Dataset content —
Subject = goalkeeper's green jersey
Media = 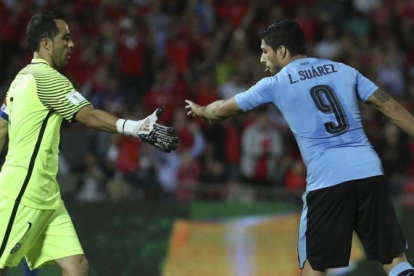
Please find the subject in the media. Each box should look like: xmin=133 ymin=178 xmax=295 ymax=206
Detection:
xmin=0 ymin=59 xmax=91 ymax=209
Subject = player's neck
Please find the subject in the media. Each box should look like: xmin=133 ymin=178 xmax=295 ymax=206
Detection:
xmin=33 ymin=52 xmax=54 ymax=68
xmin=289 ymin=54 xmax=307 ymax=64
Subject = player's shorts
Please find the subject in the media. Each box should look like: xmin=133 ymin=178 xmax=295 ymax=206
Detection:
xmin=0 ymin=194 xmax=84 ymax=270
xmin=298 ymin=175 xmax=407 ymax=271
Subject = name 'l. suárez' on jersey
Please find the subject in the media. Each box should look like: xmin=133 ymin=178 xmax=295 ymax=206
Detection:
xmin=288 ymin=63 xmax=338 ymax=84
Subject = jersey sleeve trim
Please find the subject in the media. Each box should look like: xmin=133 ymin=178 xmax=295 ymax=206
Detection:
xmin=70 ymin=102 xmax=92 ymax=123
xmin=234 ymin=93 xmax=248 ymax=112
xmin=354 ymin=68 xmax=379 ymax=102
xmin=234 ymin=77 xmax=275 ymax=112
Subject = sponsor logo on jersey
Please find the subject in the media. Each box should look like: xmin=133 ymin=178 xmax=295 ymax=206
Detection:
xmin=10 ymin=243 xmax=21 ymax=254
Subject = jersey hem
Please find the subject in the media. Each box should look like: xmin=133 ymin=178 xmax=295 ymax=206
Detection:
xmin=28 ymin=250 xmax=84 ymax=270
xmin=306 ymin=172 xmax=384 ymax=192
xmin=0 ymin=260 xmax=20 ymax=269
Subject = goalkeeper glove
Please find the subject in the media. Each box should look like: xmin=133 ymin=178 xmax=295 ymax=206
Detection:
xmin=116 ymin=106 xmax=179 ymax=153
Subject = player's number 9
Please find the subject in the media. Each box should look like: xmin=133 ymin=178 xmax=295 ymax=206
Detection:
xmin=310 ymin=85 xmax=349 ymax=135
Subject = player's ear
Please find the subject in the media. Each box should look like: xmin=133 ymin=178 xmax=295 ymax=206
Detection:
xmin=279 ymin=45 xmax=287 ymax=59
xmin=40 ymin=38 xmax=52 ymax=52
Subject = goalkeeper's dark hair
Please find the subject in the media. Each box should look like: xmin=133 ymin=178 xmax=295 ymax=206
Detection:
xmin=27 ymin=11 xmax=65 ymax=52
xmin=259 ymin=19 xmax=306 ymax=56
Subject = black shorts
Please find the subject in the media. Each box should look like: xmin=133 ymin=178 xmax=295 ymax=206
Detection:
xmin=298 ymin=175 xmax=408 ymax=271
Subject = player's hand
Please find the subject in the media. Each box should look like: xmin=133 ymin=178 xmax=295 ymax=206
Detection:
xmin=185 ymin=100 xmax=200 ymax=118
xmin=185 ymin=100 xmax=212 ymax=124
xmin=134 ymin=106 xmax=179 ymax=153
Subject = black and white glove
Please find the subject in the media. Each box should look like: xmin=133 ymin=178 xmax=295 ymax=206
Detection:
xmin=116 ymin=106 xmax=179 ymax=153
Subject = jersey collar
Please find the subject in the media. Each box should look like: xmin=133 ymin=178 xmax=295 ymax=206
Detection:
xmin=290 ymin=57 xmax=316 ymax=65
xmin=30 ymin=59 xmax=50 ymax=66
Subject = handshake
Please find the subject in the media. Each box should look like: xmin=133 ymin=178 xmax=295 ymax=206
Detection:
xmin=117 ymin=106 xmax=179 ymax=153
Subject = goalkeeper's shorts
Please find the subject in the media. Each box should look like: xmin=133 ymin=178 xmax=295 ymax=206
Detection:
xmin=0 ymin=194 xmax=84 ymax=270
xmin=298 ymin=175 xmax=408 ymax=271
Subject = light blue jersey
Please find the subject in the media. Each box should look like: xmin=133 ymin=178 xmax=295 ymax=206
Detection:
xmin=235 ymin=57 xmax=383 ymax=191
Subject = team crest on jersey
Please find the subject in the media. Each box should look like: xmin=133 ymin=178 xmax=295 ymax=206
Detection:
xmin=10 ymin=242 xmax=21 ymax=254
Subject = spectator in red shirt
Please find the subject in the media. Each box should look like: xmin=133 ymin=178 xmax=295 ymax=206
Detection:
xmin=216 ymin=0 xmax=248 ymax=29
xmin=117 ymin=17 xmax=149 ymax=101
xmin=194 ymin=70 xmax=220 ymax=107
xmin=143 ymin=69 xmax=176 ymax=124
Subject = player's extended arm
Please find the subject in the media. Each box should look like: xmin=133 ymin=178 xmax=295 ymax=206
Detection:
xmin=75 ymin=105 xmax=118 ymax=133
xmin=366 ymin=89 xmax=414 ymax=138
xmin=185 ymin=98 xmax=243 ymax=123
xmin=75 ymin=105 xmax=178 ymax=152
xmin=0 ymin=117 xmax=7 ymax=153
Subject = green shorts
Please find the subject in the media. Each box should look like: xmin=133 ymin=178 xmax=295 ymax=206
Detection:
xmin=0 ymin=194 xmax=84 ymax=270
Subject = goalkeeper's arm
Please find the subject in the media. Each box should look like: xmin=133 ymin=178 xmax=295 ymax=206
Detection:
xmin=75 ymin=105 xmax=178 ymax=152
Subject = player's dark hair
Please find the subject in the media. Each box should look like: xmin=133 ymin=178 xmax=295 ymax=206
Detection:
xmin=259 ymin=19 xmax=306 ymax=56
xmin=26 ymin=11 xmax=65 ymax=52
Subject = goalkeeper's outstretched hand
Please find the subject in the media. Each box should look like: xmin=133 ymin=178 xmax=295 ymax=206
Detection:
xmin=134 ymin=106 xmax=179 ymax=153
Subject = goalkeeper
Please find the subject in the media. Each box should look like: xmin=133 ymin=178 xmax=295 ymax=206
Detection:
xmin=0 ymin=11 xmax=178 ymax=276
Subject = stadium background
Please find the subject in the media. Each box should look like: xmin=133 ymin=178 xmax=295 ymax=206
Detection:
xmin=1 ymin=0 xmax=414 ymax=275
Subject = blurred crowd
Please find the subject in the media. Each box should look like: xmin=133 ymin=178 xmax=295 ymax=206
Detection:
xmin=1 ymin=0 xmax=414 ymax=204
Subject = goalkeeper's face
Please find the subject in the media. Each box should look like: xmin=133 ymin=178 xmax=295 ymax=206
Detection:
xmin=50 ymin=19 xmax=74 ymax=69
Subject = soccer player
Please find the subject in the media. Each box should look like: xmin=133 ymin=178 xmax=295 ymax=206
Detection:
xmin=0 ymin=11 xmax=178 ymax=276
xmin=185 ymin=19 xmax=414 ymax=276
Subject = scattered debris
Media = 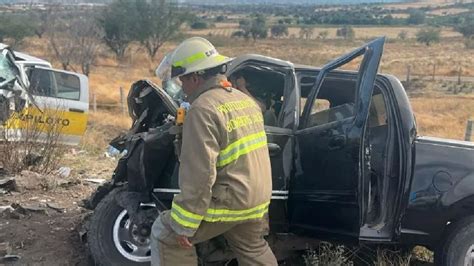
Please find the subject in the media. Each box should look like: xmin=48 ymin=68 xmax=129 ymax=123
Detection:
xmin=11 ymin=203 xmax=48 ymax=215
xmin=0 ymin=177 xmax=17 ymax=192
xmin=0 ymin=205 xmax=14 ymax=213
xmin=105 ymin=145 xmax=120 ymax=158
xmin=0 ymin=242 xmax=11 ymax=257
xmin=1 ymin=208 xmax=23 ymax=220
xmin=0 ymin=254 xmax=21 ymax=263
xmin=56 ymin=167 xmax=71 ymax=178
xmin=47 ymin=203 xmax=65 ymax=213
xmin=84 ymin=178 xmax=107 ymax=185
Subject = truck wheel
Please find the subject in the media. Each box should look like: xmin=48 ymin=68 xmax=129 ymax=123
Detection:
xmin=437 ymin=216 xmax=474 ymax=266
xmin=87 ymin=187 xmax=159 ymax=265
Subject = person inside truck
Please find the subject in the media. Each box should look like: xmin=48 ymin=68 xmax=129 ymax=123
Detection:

About this exercise —
Write out the lines of the entries above exactly, beginning with the first and ending with the line that contains "Subject = player's shorts". No picture goes in.

Exercise output —
Subject = goalkeeper's green jersey
Media = 
Please find the subject in the media. Each box should look like: xmin=133 ymin=178 xmax=295 ymax=206
Detection:
xmin=0 ymin=59 xmax=91 ymax=209
Subject = player's neck
Please find the subject in the media. Each box should look like: xmin=133 ymin=178 xmax=295 ymax=206
Detection:
xmin=33 ymin=52 xmax=54 ymax=68
xmin=289 ymin=54 xmax=307 ymax=64
Subject = player's shorts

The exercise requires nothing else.